======== PAGE EXCERPT ========
# Using trade area analysis for CPG merchant segmentation

Understanding customers (commonly referred to as “merchants” within CPG) and prioritizing which are the best points of sale to place products is as important now as ever for brands. According to McKinsey, despite the rapid growth of e-commerce, traditional distribution channels still represent the largest share of sales in the consumer market. Furthermore, in developing markets CPG companies are expanding their physical customer networks making insights relating to expansion planning crucial for success.

Another challenge is where to spend trade promotion budget, given it is an important cost component directly affecting their margins. While trade promotion performance measurement and optimization is the most important step to be taken for CPG transformation (according to Google Cloud), using data-driven approaches to better understand customers can help inform and optimize trade promotion decisions.

For many CPG companies these activities are an even greater challenge due to the lack of up-to-date and granular customer sales data for their product portfolios. In the absence of this data, constructed proxies using geospatial insights can help them define consolidated channel strategies for their complex networks of merchants.

## Announcing our new CPG module in the Analytics Toolbox for BigQuery

In this blogpost we will showcase how CPG data scientists and analysts can now leverage CARTO’s Analytics Toolbox for BigQuery to segment their customers or merchants based on the characteristics of their trade areas.
========
▶ [DIRECTIONS]:
1: In the CPG merchant segmentation article, what are customers commonly called within CPG?
2: Resume the CPG merchant segmentation article from the point where it stops.
The material after the CPG merchant segmentation article is not needed for any task.
======== DATA SHOWN ========
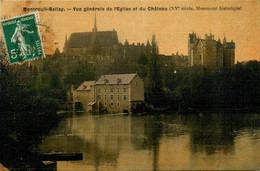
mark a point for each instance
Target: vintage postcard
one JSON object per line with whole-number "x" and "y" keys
{"x": 130, "y": 85}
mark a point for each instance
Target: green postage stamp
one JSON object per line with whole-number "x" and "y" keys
{"x": 22, "y": 38}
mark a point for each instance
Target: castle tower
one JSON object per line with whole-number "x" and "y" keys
{"x": 191, "y": 42}
{"x": 95, "y": 24}
{"x": 66, "y": 45}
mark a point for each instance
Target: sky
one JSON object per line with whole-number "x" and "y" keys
{"x": 170, "y": 27}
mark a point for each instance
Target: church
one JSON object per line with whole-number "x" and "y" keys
{"x": 88, "y": 44}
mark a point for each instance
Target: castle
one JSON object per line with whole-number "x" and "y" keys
{"x": 210, "y": 53}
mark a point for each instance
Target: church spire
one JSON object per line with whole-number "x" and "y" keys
{"x": 95, "y": 23}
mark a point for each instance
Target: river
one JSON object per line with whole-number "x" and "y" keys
{"x": 157, "y": 142}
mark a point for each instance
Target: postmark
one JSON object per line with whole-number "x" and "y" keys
{"x": 22, "y": 38}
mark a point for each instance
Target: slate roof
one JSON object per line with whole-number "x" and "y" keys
{"x": 85, "y": 85}
{"x": 115, "y": 79}
{"x": 83, "y": 39}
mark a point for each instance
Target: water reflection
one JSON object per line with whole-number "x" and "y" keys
{"x": 162, "y": 142}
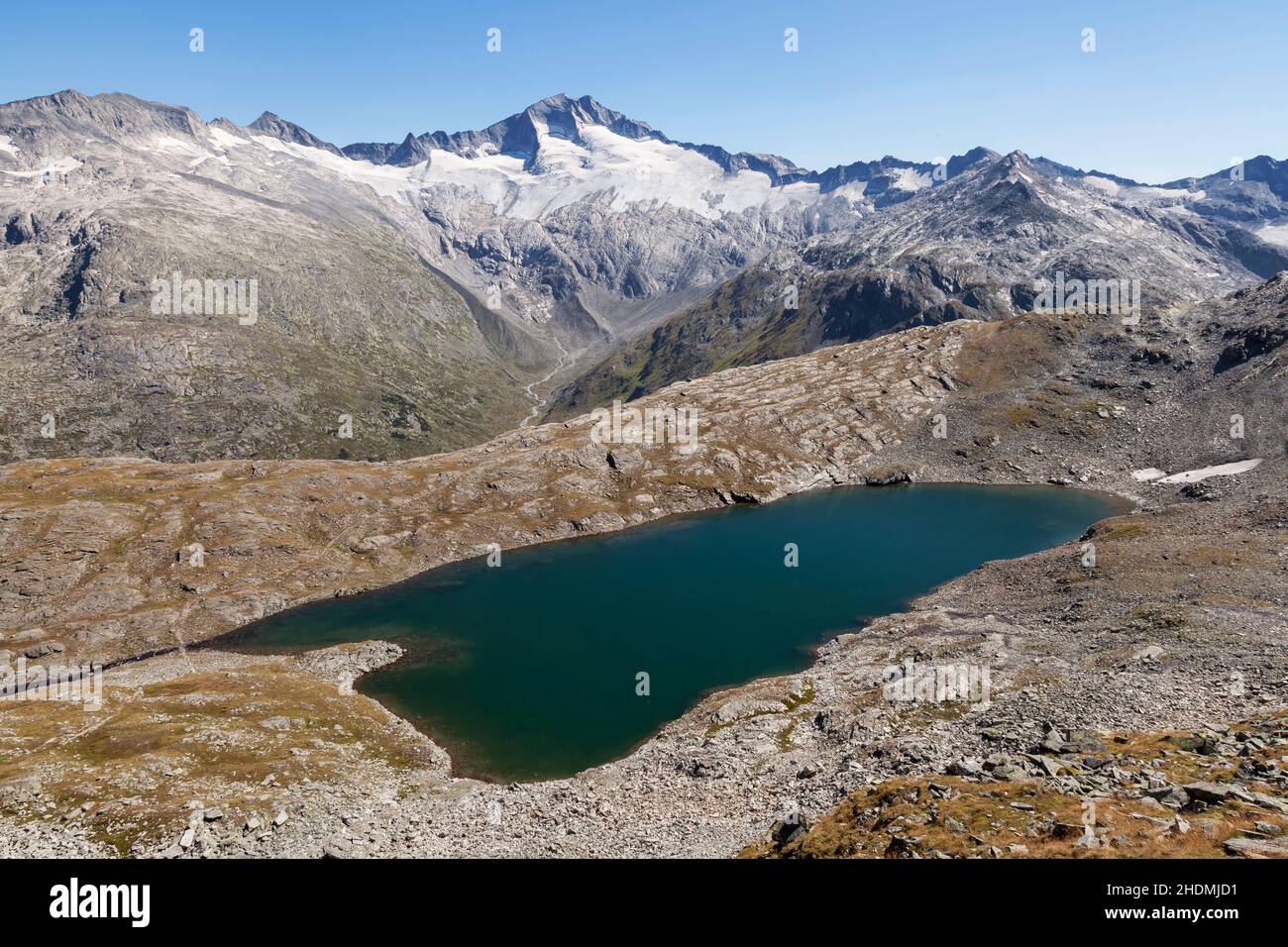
========
▶ [EXPECTED RESPONSES]:
1: Merchants.

2:
The Analytics Toolbox provides a complete framework of analysis capabilities to perform spatial analytics in SQL, computed natively in the leading cloud data warehouse platforms. Our implementation for BigQuery enables a fully cloud native spatial analytics and Spatial Data Science experience, whilst reaping the benefits around privacy, compliance, scalability and the lower costs that cloud data warehouse infrastructure brings. ​

The analysis routines in the Analytics Toolbox cover a broad range of spatial analytics use cases and are organized into a series of modules (data, clustering, statistics, etc.) based on the functionality that they offer. Today, we are happy to announce the availability of a new domain-specific module to solve geospatial analytics for the CPG / FMCG sector, starting with Customer Segmentation.

In order to unlock customer segmentation analysis we have implemented three new procedures into the Analytics Toolbox that cover all the necessary steps to solve this use case, end-to-end: trade area generation, data preparation, and customer segmentation.

• GENERATE_TRADE_AREAS: This procedure allows the user to create trade areas based on different strategies around a set of customer / merchant locations. Users can select the type of trade area to be defined (among buffer, kring, isoline) and provide the associated parameters (for example, for a buffer the parameter is distance). The method returns a table of customer IDs and locations and associated polygons for the trade area (including the type of trade area and configuration).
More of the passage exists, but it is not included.